== Short task ==
Display every line in the rows below that contains the string "pole", copying each one in full.

== Supplied material ==
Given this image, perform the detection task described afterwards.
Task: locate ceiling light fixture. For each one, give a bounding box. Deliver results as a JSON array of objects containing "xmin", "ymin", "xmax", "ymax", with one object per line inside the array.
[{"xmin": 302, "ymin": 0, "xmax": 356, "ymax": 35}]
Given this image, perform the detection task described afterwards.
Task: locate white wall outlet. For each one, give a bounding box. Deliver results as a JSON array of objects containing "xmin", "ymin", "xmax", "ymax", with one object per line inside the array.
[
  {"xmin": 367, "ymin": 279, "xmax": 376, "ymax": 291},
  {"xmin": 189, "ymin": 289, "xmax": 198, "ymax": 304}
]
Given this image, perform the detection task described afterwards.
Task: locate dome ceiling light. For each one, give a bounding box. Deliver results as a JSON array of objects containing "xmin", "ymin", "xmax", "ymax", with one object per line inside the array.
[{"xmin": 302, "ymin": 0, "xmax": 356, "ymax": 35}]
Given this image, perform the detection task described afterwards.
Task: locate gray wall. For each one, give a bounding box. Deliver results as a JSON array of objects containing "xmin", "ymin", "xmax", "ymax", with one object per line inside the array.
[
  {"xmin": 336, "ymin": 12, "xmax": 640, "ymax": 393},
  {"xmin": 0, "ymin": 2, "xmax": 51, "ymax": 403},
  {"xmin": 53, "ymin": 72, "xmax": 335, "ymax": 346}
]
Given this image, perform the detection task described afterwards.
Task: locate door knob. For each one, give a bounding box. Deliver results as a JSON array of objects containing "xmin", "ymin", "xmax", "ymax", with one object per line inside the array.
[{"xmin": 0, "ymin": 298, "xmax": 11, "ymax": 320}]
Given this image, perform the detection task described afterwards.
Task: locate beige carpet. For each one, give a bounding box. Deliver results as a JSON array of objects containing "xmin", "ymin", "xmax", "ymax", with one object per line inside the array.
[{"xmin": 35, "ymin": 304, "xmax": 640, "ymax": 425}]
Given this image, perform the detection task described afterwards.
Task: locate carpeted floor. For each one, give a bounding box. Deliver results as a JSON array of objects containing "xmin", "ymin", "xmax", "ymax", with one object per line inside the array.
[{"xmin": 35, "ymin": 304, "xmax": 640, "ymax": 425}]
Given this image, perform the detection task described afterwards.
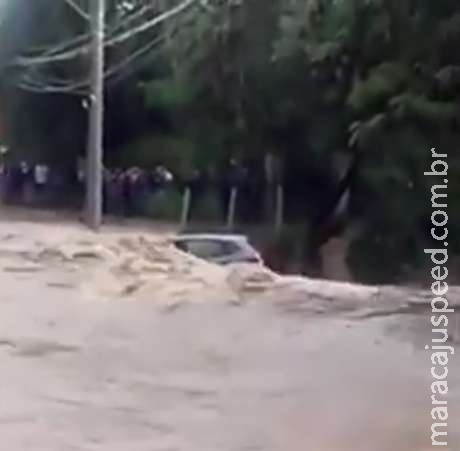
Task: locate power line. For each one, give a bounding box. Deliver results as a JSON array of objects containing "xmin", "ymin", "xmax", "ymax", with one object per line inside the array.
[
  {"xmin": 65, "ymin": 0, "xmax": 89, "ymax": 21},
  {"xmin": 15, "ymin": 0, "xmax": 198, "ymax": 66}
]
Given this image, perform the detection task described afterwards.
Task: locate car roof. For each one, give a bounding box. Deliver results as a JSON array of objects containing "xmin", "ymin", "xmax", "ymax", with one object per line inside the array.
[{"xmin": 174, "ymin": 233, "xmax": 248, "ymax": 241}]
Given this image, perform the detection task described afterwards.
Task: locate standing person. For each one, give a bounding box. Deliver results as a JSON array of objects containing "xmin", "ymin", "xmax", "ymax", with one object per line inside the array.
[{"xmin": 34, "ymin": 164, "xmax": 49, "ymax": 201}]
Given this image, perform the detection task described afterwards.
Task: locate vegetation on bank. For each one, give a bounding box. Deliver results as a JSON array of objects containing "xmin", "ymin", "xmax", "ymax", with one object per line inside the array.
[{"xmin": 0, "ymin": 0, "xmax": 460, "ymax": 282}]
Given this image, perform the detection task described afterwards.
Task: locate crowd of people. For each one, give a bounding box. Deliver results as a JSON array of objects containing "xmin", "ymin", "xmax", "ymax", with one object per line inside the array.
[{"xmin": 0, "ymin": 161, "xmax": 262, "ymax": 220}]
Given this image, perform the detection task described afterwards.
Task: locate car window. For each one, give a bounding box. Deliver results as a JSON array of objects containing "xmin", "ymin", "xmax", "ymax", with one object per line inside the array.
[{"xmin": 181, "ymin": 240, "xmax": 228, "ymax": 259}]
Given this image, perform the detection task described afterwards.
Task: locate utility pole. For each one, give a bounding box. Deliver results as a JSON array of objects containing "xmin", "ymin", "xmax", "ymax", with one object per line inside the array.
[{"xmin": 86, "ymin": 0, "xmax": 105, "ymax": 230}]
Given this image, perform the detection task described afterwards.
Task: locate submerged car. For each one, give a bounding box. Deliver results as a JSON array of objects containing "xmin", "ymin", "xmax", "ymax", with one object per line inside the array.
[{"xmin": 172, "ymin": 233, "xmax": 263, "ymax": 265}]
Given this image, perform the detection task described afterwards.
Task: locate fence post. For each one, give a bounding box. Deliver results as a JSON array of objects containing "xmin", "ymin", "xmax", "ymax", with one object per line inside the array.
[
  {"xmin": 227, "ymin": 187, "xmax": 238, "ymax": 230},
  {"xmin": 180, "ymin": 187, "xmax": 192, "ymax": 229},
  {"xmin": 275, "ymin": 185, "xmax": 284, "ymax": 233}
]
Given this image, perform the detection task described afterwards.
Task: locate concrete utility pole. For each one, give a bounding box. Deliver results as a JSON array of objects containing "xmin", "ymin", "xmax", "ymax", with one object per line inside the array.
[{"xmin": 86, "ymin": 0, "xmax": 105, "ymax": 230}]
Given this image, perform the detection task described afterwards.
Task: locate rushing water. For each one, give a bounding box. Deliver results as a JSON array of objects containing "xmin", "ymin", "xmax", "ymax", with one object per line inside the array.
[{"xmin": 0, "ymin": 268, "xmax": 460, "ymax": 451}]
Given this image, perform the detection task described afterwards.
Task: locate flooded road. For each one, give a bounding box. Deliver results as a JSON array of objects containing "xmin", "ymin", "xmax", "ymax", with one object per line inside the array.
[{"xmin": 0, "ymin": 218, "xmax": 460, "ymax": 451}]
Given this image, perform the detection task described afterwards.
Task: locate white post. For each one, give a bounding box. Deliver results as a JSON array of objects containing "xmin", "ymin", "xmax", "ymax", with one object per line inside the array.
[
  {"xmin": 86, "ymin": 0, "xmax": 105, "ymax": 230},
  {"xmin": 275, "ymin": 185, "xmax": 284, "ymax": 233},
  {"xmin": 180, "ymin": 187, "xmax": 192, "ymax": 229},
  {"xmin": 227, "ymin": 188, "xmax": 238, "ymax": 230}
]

== Completed exercise ==
Task: locate utility pole. For each one, give a bounding box. Deliver results as a JSON array of objects containing "xmin", "ymin", "xmax", "ymax", with one object per line inside the array.
Task: locate concrete utility pole. For each one, give a bounding box. Deliver results as a JSON array of objects containing "xmin", "ymin", "xmax", "ymax", with one object per line inside the array.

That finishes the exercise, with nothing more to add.